Written request
Could you reproduce all of the entries below, changing "thickest part" to "widest part" wherever it occurs and leaving everything else unchanged?

Input records
--
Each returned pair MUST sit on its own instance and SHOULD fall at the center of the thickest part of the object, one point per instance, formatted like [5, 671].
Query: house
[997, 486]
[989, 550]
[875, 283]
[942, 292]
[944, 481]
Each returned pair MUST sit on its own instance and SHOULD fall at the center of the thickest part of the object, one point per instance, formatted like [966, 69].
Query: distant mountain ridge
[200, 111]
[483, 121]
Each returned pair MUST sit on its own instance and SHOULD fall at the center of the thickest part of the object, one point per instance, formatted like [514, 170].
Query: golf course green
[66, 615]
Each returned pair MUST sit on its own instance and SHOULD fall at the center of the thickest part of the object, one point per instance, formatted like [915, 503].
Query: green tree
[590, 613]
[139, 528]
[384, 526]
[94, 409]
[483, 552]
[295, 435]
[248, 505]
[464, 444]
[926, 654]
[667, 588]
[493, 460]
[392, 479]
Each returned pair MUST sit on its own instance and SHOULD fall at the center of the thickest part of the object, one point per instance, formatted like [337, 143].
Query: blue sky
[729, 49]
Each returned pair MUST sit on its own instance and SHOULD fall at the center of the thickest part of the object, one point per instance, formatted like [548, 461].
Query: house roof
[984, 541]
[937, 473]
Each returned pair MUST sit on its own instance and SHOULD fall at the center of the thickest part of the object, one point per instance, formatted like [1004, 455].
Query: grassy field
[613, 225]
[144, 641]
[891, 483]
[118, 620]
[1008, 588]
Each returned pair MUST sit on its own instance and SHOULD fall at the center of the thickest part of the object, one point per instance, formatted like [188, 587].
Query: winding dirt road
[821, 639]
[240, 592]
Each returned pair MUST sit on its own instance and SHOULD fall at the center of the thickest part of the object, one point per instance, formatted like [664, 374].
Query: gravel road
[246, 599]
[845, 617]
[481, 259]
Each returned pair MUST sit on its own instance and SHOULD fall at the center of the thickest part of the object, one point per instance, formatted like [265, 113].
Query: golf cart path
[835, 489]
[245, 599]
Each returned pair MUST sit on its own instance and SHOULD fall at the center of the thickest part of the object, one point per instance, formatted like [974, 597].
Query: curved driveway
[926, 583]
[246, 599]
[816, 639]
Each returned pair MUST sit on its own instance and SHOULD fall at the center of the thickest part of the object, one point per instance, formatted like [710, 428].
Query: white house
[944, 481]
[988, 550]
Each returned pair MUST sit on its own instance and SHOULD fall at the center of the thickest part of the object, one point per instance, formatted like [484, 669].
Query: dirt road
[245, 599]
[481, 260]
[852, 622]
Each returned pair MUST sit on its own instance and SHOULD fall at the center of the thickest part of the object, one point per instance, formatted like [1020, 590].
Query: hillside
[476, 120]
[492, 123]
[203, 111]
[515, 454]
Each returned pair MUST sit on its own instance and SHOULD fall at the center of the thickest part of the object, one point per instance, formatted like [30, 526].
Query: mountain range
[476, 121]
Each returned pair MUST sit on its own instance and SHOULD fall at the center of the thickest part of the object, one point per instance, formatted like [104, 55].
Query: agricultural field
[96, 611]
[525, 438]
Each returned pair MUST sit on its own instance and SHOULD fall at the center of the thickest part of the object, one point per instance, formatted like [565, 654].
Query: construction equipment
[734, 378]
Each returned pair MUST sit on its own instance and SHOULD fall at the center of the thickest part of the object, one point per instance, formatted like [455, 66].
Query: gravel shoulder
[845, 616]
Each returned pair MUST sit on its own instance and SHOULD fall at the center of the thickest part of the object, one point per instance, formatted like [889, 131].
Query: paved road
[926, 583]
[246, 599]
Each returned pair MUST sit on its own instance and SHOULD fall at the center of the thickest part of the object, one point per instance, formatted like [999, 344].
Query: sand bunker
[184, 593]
--
Result of the exercise
Each returned pair MUST sit on its own instance and SHOULD fall at the center of the widest part of the object, one point per instance, formatted like [5, 671].
Query: house
[997, 486]
[989, 550]
[875, 283]
[942, 292]
[944, 481]
Each returned pair MUST sit on its own instance and SHOULD fall at the center of the widest part of the object, one point per instance, formatted like [966, 69].
Query: distant mountain ridge
[200, 111]
[483, 121]
Each returned pair MUST sit on its own instance and SHOULD fall at the center of the widest part of the object, one point per instance, formatted like [514, 170].
Query: golf course green
[66, 615]
Each returned pair MUST sit on its own instance and SHOULD fall at the center of the widest part of the object, one point per instance, formatted like [915, 503].
Query: green tree
[590, 613]
[139, 528]
[384, 526]
[94, 409]
[483, 552]
[295, 435]
[248, 505]
[464, 444]
[926, 654]
[667, 588]
[493, 460]
[392, 479]
Each returned pair MUST sit on its own instance and SHOULD fall at the center of the widest part of the object, one point per instance, formatted like [337, 143].
Query: blue sky
[729, 49]
Each returned pair MUST sit on its own instance and SHOULD fall at the center of the widest part of the object, one point per instance, formatted like [548, 461].
Query: house roof
[984, 541]
[937, 473]
Each returned pair MUST sit on its own instance and SHOULD fall at the center of the widest part of the object, one point per instance, formatted like [1004, 455].
Query: grassy field
[613, 225]
[144, 641]
[891, 483]
[118, 620]
[1008, 588]
Each returned pair MUST sit on its own instance and SHOULD fall at the center of the widest part of the object, one point per instance, formatted like [188, 587].
Query: winding dirt road
[821, 639]
[240, 592]
Each returned pair MUST sit on its own instance and SHOULD fall at the center of the widest part of the object, one point per instance, formatted like [664, 374].
Query: gravel road
[246, 599]
[845, 617]
[481, 259]
Each returned pair MUST sit on its own instance and SHOULD fall at the center of the widest part of the object, one point per instance, formatted like [265, 113].
Query: golf cart path
[835, 489]
[245, 599]
Each returned pair MUST sit on its own instance and SHOULD fall at the center of the widest part of the object, one point per instance, formatted like [974, 597].
Query: curved driveway
[926, 583]
[246, 599]
[816, 639]
Each returned pair MUST sit on its own instance and SHOULD fall at the center of the widest part of the object, one point per instance, formatted like [710, 428].
Query: white house
[944, 481]
[988, 550]
Each returned pair MUST sit on its own instance and SHOULD fall at the center of the widest part of the object, one point per instance, formatted like [484, 669].
Query: dirt road
[245, 599]
[481, 260]
[852, 622]
Each returned pair MUST sit on its own instance and SHOULD fall at the center of the widest part of the object, one point per instance, formatted like [1020, 590].
Query: hillside
[476, 120]
[492, 123]
[203, 111]
[515, 454]
Each returned pair MUST sit on its own instance and SHOULD fall at the center of the widest part of the object, one point per instance, formatted like [30, 526].
Query: mountain range
[476, 121]
Each returned pair MUST sit on its own instance and SHOULD fall at the center of the widest part of the object, one point per instance, formatted like [104, 55].
Query: agricultural field
[96, 611]
[525, 438]
Each returned pair MUST sit on its own instance and SHOULD fall at the center of the widest part of the object, one point per instance, formatted like [565, 654].
Query: construction equipment
[734, 378]
Each returned pair MUST sit on its own instance and SHOULD fall at the center of the widest part of the object, one point per instance, formatted like [455, 66].
Query: gravel shoulder
[845, 616]
Each returned pair MUST sit on its own instance and SHOULD fall at the center of the widest part of the object, one point per instance, formatted like [889, 131].
Query: paved road
[926, 583]
[246, 599]
Each returned pair MUST sit on its own instance and SHOULD fall at the center of the widest part of the object, one point per instance, formatted like [999, 344].
Query: sand bunker
[184, 593]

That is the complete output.